* _Given instruction_: Substitute "shoe" for "sneaker" in the lines from the one containing "Examine the image and locate every instance of boy in gray" through the one containing "[282,319,332,378]". Give those lines back with everything else unchanged.
--- --- ---
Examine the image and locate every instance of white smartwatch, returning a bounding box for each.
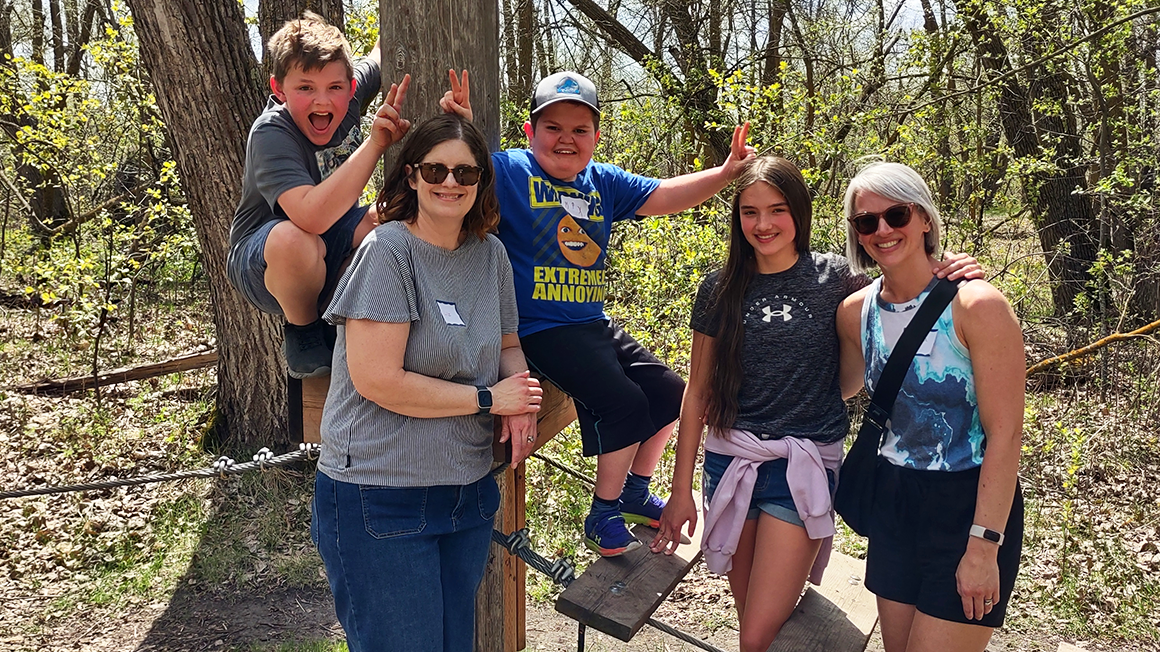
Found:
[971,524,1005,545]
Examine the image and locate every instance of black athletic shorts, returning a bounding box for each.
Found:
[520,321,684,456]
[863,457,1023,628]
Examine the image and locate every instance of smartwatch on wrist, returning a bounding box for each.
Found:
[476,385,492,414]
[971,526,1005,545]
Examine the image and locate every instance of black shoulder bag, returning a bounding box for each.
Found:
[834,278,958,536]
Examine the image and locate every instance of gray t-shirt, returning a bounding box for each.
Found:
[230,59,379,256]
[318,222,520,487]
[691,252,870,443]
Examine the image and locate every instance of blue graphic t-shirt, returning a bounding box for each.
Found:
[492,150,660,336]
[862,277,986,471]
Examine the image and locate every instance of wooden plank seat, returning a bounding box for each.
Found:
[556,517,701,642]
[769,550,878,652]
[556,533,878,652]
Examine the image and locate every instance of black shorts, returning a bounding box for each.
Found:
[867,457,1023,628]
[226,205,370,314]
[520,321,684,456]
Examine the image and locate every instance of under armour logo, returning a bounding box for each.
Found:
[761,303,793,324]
--- --- ---
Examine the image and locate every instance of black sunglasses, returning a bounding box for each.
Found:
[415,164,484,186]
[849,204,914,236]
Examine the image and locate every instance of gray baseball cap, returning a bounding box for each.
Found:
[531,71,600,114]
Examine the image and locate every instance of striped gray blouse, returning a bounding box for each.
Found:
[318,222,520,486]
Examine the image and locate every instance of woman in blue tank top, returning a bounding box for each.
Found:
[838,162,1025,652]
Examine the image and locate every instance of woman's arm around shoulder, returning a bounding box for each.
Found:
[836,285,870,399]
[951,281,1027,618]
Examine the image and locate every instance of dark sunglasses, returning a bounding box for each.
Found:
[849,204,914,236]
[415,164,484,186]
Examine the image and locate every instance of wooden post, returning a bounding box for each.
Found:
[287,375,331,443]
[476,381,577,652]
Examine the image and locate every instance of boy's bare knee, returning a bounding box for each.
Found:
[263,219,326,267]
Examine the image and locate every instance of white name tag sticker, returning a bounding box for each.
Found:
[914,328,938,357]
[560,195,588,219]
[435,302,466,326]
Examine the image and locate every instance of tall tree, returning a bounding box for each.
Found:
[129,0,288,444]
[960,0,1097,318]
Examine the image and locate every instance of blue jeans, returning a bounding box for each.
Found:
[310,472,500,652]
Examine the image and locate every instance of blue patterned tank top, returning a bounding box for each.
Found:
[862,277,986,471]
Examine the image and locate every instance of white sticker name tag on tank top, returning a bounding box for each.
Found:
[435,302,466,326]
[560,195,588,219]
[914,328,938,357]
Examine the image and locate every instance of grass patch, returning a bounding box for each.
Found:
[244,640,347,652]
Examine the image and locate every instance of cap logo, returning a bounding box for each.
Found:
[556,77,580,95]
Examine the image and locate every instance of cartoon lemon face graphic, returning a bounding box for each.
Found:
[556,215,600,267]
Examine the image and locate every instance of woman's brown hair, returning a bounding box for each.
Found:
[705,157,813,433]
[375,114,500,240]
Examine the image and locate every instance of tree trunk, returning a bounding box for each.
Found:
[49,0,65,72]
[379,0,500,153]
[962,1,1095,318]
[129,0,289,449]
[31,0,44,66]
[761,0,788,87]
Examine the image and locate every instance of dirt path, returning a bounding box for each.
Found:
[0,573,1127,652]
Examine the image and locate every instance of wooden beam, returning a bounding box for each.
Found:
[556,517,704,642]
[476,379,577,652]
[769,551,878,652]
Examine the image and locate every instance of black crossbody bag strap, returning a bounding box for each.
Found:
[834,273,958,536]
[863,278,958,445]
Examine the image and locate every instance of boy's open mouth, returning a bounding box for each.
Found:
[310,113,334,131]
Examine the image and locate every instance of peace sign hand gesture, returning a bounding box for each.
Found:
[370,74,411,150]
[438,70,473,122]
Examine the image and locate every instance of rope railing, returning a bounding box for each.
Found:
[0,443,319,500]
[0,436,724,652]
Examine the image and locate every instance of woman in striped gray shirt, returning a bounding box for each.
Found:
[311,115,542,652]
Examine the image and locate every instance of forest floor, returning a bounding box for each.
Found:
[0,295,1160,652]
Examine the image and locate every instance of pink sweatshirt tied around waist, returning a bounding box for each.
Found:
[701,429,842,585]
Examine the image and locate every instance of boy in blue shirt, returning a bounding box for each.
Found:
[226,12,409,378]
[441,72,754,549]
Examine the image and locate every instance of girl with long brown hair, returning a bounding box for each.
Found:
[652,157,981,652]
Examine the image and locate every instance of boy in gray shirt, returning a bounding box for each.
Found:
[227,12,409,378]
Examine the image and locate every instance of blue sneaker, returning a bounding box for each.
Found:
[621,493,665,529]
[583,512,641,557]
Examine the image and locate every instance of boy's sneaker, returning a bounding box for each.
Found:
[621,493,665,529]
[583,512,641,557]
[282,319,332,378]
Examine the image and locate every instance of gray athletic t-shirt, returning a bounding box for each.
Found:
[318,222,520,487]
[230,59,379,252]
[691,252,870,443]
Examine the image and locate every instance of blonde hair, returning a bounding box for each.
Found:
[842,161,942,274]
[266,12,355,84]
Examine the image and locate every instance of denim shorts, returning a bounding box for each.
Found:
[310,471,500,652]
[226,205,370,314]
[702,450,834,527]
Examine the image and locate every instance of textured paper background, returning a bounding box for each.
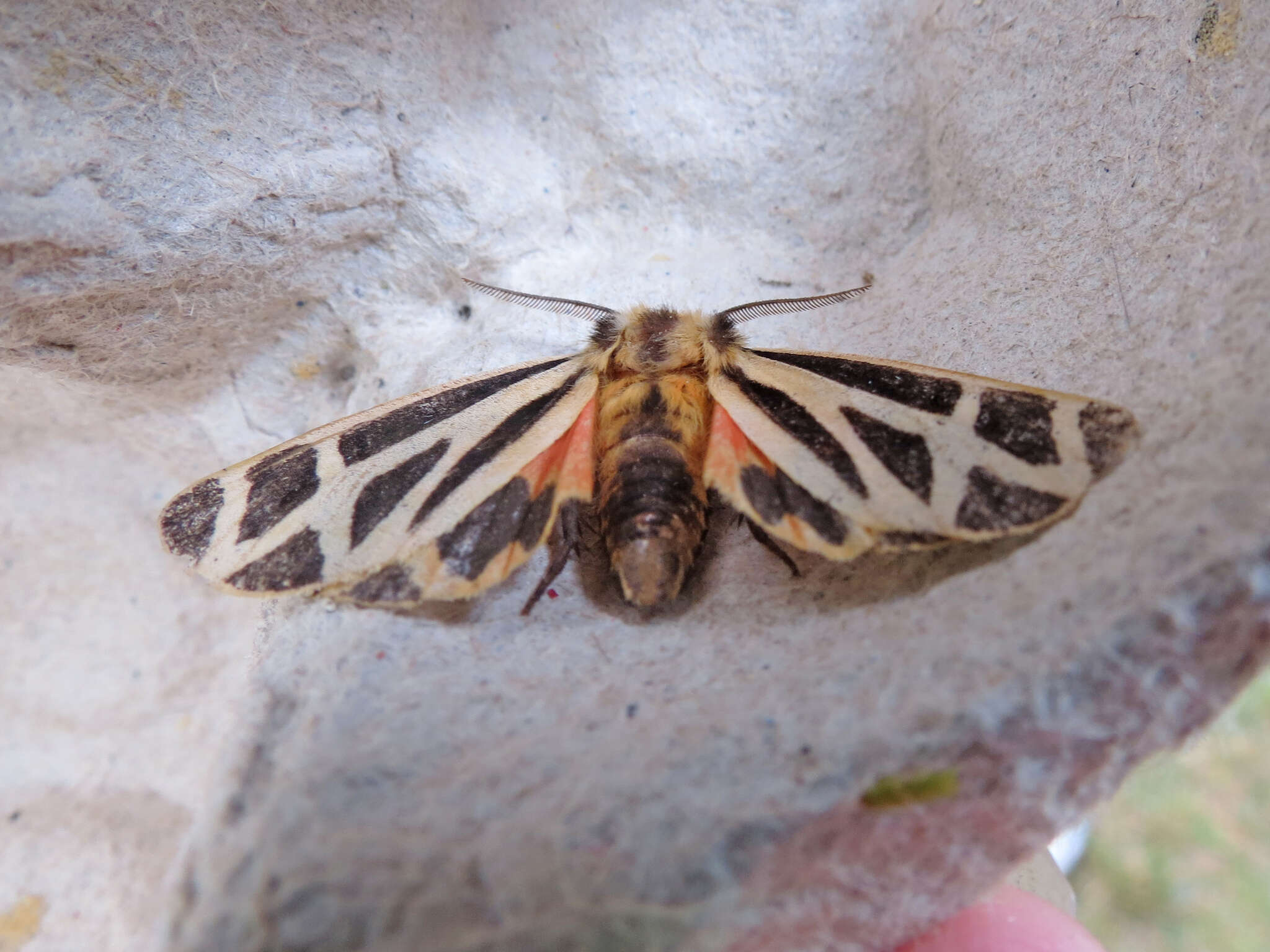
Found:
--- --- ---
* _Output of the task_:
Examine the image and locate every instance of boy in gray shirt, returning a bounding box for each.
Found:
[227,12,409,378]
Examine the image and locate every instance of blue shoe, returning a bounding box for each.
Found:
[621,493,665,529]
[583,512,641,557]
Examine the image and locate every instance of boy's shoe, returning a bounding box for each.
Found:
[621,493,665,529]
[583,512,641,557]
[282,319,332,378]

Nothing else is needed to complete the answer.